▶ [DATA FOR ANALYSIS]:
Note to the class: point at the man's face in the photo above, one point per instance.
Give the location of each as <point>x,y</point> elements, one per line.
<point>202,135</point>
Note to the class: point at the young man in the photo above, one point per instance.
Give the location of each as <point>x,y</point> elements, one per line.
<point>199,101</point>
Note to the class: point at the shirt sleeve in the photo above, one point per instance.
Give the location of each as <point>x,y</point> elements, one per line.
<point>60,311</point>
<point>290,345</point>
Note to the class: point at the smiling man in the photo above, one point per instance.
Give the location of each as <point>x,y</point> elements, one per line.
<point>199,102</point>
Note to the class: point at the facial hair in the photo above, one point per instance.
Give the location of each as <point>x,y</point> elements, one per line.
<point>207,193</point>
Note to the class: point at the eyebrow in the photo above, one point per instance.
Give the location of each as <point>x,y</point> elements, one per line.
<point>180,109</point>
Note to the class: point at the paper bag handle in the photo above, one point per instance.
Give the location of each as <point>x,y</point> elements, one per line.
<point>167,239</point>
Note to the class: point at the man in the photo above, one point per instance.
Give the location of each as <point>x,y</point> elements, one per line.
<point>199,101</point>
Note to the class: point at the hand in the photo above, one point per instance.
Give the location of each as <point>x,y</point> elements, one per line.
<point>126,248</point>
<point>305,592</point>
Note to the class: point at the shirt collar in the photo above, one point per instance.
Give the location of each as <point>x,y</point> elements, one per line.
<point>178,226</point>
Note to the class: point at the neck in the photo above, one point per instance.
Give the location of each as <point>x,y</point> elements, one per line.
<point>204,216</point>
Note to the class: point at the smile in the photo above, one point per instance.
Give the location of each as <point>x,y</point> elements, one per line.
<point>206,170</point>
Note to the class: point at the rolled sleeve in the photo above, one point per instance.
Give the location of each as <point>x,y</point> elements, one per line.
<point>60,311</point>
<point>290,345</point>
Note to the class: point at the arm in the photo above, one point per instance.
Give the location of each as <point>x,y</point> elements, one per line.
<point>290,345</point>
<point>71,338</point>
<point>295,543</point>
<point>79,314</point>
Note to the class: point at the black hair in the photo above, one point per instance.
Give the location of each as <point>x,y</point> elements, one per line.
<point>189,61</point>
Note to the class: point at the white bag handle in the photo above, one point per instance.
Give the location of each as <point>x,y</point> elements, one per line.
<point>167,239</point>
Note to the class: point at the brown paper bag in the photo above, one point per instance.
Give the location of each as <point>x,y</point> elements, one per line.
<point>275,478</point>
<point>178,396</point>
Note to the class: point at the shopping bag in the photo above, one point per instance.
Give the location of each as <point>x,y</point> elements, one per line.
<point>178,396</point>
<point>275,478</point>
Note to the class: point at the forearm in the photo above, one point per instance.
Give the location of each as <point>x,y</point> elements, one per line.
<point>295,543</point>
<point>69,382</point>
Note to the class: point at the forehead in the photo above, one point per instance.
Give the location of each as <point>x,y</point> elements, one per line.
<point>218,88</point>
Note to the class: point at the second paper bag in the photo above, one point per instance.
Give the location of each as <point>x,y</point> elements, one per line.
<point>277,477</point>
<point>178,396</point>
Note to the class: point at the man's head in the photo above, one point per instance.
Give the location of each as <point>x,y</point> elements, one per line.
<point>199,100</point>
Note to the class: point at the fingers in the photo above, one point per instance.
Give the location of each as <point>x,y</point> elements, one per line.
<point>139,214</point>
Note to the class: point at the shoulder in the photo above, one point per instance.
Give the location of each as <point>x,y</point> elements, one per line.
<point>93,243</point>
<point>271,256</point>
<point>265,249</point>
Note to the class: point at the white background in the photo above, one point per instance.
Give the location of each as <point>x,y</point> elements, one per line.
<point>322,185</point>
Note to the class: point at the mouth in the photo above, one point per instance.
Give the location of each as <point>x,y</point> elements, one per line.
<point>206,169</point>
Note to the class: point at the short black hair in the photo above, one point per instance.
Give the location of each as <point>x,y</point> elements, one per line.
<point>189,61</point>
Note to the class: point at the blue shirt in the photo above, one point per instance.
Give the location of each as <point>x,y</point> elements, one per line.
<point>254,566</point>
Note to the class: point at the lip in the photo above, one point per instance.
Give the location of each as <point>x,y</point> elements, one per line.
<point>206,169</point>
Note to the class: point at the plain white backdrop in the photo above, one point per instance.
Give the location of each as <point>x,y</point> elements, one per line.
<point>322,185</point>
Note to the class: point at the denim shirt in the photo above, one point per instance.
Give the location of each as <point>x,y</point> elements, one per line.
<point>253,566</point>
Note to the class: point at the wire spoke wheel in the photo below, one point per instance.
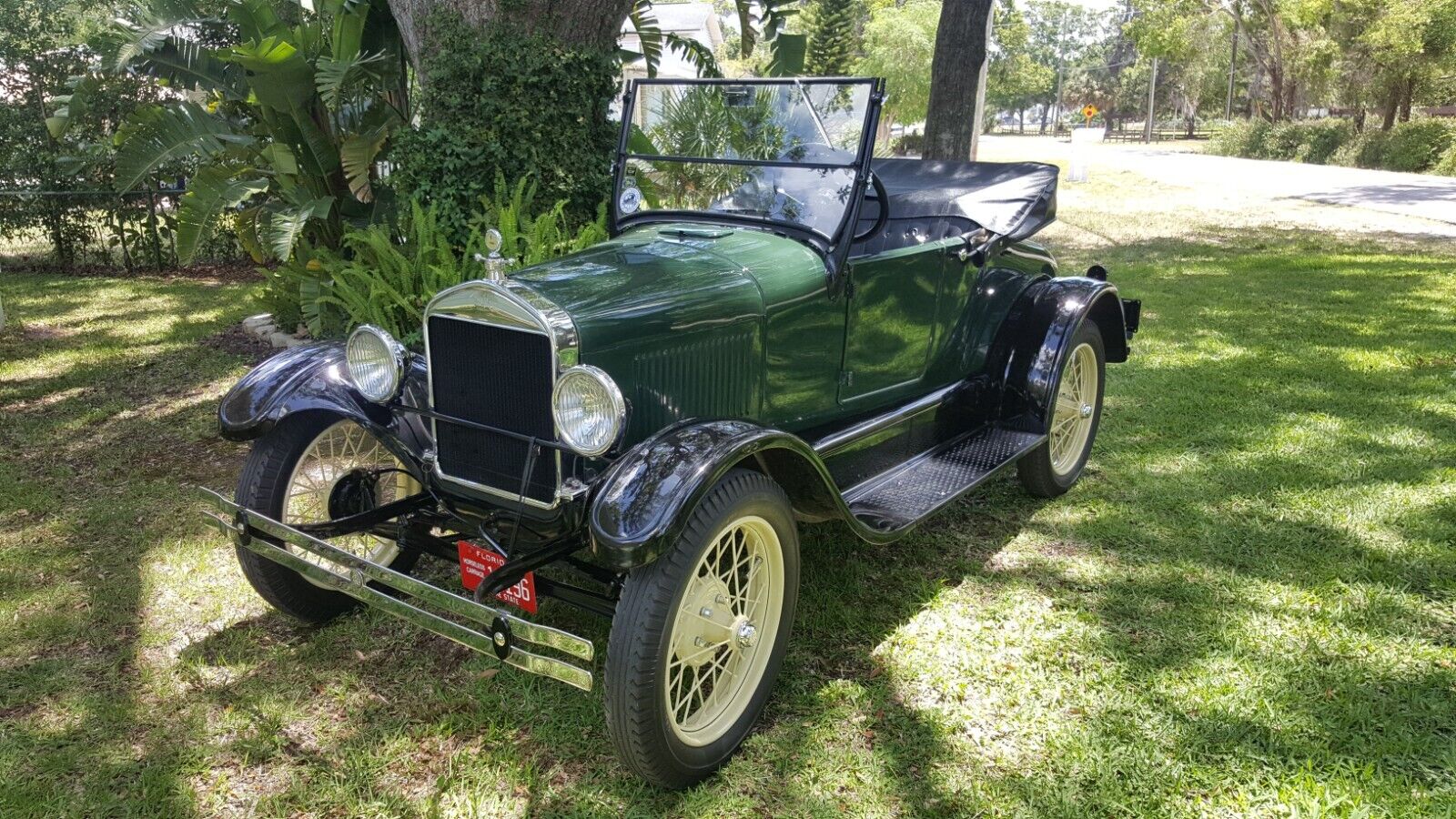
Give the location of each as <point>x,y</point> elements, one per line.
<point>346,471</point>
<point>1077,402</point>
<point>724,630</point>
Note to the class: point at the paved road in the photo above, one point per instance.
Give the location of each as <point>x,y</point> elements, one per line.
<point>1404,194</point>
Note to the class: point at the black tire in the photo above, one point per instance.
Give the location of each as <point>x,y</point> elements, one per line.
<point>641,642</point>
<point>262,486</point>
<point>1036,468</point>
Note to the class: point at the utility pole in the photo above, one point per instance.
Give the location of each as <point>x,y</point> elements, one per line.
<point>1234,60</point>
<point>1152,98</point>
<point>1062,41</point>
<point>980,87</point>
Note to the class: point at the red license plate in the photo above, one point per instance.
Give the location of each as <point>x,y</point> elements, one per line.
<point>478,561</point>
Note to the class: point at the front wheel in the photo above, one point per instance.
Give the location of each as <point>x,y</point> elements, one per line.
<point>1055,467</point>
<point>699,634</point>
<point>312,468</point>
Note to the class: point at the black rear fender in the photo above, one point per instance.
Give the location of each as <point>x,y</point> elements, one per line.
<point>1036,339</point>
<point>641,504</point>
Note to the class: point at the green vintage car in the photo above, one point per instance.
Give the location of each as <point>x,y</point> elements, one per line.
<point>783,329</point>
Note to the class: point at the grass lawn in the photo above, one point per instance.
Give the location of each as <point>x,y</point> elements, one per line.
<point>1249,606</point>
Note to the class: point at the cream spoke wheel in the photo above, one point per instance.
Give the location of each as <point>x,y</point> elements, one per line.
<point>724,630</point>
<point>1075,409</point>
<point>346,471</point>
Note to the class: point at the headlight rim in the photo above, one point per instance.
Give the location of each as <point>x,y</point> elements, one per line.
<point>398,360</point>
<point>619,409</point>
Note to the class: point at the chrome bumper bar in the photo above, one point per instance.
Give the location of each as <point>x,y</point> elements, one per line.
<point>502,630</point>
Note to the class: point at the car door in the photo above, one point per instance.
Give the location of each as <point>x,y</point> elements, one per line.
<point>892,317</point>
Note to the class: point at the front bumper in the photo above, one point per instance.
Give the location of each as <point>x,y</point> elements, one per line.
<point>361,579</point>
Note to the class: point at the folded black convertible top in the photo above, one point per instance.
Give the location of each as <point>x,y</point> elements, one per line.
<point>1011,198</point>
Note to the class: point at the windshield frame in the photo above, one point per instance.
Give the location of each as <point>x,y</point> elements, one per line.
<point>834,247</point>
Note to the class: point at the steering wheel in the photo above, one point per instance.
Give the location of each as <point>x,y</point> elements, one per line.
<point>885,208</point>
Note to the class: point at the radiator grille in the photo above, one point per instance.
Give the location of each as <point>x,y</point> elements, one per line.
<point>501,378</point>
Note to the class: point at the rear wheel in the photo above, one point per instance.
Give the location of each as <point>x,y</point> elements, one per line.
<point>1055,467</point>
<point>308,470</point>
<point>699,634</point>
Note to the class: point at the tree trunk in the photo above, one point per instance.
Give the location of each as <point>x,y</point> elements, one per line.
<point>960,48</point>
<point>1392,106</point>
<point>586,24</point>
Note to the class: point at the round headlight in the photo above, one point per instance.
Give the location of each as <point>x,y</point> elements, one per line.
<point>589,410</point>
<point>376,363</point>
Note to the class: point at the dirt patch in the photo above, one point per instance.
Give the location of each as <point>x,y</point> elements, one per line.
<point>46,332</point>
<point>1014,560</point>
<point>239,343</point>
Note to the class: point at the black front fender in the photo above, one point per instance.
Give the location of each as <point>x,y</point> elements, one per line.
<point>641,504</point>
<point>315,378</point>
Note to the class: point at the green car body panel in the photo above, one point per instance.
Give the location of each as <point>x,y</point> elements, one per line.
<point>739,322</point>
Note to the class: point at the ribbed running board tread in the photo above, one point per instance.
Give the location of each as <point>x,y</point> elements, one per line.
<point>924,484</point>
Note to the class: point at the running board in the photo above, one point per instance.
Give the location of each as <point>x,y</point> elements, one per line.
<point>906,494</point>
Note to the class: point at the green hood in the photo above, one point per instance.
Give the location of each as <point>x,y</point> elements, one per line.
<point>677,314</point>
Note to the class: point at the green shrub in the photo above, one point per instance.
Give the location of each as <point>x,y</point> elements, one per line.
<point>1365,150</point>
<point>1309,140</point>
<point>1241,138</point>
<point>1320,138</point>
<point>507,102</point>
<point>1416,146</point>
<point>385,276</point>
<point>1446,167</point>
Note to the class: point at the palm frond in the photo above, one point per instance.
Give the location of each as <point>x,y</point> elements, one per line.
<point>696,55</point>
<point>650,34</point>
<point>157,135</point>
<point>357,155</point>
<point>283,227</point>
<point>211,191</point>
<point>332,77</point>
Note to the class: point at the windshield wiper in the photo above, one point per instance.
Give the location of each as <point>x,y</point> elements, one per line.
<point>813,113</point>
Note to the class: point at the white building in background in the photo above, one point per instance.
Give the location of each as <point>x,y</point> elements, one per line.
<point>692,21</point>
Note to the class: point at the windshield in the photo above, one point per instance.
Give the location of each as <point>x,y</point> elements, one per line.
<point>784,152</point>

▶ [EXERCISE BRIEF]:
Where the line with "Note to the class: point at the neck" ends, your copy should end too; please return exactly the lines from the first line of the data through it.

▶ [TASK OUTPUT]:
Note to the class: point at the man's face in the photo above, one point per instance.
Give the location of each as <point>x,y</point> elements, one per line.
<point>202,135</point>
Note to the class: point at the young man in the photo above, one point per instance.
Give the location of each as <point>x,y</point> elements, one per line.
<point>199,101</point>
Note to the class: point at the shirt sleeve in the photo above, one point per instance.
Give the location of each as <point>x,y</point> elements, one per line.
<point>60,311</point>
<point>290,345</point>
Note to the class: point at the smiling man in the photo above, one point per instance.
Give the location of each as <point>x,y</point> elements, one per line.
<point>199,102</point>
Note to the class: point at the facial hair in the photo above, one point per instance.
Give the location of each as <point>x,y</point> elements, one per line.
<point>207,193</point>
Note to the class: point at the eyebrow in the photo above, one point per instance.
Give the location of each as <point>x,y</point> elements, one per line.
<point>180,109</point>
Note to the class: point at the paper bag handle in the photo above, one point per instance.
Give the location of each as <point>x,y</point> elements, one per line.
<point>167,239</point>
Note to the class: point at the man in the photo above, one point per instance.
Give the location of each as <point>x,y</point> elements, one per line.
<point>199,101</point>
Note to the class: point at the hand in the photo above, one point per instance.
Give the location of each as <point>x,y</point> elements, one per line.
<point>126,248</point>
<point>305,592</point>
Note to the class: point at the shirt collar in the photo above, one point per instance.
Give the location of each as <point>x,y</point> elements, one per line.
<point>178,226</point>
Note to the class: point at the neck in the photo above, one point per instance.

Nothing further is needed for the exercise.